*** Opening of TASK DATA ***
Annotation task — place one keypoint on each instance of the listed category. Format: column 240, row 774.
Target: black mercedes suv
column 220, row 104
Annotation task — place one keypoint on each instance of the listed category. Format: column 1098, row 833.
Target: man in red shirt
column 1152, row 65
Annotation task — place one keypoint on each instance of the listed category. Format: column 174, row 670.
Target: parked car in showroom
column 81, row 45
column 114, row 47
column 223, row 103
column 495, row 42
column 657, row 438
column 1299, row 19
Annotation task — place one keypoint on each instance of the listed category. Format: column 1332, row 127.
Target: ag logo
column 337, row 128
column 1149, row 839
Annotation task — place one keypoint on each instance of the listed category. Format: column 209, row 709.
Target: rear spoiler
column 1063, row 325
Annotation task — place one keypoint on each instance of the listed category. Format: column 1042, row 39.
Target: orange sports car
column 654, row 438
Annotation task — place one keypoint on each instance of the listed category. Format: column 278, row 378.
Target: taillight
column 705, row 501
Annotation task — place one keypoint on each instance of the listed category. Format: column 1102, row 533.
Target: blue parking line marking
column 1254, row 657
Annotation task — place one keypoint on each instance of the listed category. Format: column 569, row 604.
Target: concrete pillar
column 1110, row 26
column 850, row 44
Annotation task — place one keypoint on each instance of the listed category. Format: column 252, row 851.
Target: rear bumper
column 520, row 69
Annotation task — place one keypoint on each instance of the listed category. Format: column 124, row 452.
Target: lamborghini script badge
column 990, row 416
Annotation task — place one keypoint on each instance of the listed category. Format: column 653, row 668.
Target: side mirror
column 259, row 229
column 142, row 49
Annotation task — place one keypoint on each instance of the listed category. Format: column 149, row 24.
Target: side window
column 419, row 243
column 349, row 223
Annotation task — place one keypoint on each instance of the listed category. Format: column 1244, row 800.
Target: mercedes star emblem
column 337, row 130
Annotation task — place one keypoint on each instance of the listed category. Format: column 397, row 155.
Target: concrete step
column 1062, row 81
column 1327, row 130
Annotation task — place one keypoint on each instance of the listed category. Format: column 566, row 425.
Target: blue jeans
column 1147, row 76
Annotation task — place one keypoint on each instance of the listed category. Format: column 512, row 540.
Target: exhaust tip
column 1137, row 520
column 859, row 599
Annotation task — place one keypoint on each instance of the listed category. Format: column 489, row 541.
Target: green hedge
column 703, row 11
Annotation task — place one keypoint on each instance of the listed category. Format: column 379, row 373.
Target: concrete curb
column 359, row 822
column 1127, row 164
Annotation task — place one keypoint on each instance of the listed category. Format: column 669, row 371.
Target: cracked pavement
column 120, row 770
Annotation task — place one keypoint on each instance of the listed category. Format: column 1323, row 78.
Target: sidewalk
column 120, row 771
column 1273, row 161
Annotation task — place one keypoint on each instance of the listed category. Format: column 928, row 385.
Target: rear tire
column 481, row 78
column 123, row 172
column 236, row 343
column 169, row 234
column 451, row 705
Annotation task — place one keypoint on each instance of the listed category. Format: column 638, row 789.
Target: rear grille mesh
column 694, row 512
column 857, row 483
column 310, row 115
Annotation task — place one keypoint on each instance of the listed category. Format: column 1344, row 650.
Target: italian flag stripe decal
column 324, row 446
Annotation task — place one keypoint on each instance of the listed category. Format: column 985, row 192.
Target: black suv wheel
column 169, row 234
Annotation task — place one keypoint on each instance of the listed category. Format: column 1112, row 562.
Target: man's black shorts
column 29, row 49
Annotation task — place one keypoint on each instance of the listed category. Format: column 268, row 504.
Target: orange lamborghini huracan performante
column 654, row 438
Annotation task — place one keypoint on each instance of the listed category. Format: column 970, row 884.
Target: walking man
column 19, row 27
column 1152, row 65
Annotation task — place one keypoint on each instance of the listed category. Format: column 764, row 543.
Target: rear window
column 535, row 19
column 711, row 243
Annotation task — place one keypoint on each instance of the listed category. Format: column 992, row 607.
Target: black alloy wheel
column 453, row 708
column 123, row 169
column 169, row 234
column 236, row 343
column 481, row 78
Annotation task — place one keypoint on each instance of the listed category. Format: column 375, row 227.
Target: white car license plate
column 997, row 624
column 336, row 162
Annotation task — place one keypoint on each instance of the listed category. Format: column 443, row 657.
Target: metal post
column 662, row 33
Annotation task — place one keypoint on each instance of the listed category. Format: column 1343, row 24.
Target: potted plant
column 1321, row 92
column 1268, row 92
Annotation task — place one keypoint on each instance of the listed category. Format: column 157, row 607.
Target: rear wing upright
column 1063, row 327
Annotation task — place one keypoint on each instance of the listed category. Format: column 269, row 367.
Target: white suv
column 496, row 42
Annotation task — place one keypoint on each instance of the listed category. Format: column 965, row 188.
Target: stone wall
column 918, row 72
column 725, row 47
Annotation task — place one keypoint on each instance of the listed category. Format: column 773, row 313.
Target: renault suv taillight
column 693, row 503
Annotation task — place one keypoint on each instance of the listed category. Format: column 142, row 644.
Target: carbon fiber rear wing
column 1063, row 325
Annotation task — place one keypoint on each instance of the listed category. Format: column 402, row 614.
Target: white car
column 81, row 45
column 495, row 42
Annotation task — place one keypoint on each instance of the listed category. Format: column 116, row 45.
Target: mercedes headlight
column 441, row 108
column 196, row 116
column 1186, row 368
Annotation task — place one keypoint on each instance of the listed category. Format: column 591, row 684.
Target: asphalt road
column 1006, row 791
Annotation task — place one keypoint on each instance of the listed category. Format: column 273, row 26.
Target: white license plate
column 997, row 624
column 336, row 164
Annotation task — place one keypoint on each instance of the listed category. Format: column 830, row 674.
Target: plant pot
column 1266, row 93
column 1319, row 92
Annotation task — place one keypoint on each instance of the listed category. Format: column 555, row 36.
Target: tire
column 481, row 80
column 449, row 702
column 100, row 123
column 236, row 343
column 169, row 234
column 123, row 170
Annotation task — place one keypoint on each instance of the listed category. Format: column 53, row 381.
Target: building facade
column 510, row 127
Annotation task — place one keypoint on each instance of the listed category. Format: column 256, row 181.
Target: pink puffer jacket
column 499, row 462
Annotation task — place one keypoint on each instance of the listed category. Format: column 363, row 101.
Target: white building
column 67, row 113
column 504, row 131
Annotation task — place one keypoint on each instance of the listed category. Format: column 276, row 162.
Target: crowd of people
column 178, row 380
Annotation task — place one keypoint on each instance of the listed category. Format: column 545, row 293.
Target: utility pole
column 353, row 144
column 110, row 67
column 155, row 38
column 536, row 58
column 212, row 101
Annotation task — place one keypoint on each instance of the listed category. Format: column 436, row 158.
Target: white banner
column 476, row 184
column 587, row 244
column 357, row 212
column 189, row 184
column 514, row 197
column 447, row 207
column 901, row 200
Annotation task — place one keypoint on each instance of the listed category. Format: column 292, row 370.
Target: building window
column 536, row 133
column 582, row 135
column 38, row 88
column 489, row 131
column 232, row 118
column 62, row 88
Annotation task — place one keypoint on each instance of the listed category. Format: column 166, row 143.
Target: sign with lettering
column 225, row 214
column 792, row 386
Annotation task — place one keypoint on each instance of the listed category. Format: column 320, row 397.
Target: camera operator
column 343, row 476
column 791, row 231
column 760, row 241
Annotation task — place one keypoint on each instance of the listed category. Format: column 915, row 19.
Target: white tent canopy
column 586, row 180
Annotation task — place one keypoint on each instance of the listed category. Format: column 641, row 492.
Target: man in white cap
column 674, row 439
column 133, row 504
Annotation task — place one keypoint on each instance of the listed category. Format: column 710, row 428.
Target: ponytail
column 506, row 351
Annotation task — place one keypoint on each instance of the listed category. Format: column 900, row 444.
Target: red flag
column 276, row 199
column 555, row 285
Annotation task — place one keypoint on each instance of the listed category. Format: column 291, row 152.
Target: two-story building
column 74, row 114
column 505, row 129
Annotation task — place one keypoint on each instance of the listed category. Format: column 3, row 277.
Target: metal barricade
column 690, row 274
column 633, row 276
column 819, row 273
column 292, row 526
*** Close of TASK DATA ***
Leave out every line before the one containing "Target: crowd of people"; set down that line and all remaining lines of the material exactly.

Target: crowd of people
column 178, row 380
Annotation task — place one keypoint on each instance of the listed category. Format: column 545, row 293.
Target: utility pole
column 353, row 144
column 110, row 67
column 155, row 38
column 536, row 58
column 212, row 101
Annotation task — place one keypoint on each instance of the listed category. Format: column 436, row 158.
Target: white banner
column 476, row 184
column 587, row 244
column 357, row 212
column 189, row 184
column 514, row 197
column 447, row 207
column 901, row 200
Annotation task — place one keypoint on each instance of the listed category. Format: column 292, row 370.
Target: building window
column 536, row 133
column 582, row 135
column 38, row 88
column 489, row 131
column 232, row 118
column 62, row 88
Annotation task — place one keypoint on each instance of the listed category. Format: column 166, row 143.
Target: sign with lettering
column 225, row 214
column 792, row 386
Annotation task — place one keypoint on each instance of the listed category. Format: column 320, row 397.
Target: camera operator
column 343, row 476
column 791, row 231
column 760, row 241
Annotation task — place one keypoint on each instance of the listed category. Format: column 915, row 19.
Target: white tent canopy
column 586, row 180
Annotation task — place one keypoint on each instance of the listed category. Format: column 641, row 492.
Target: man in white cap
column 674, row 439
column 133, row 504
Annotation task — place one keypoint on each instance of the listed category. Format: column 710, row 428.
Target: ponytail
column 506, row 351
Annotation task — place one keypoint on each instance of the listed category. Format: column 900, row 444.
Target: red flag
column 276, row 199
column 555, row 285
Annotation task — place one keypoint on each instance of the listed category. Format: column 291, row 152.
Target: two-story building
column 74, row 114
column 505, row 129
Annotation task — place one keypoint on each instance of the listed category. Format: column 3, row 277.
Target: metal barricade
column 690, row 274
column 633, row 276
column 819, row 273
column 292, row 526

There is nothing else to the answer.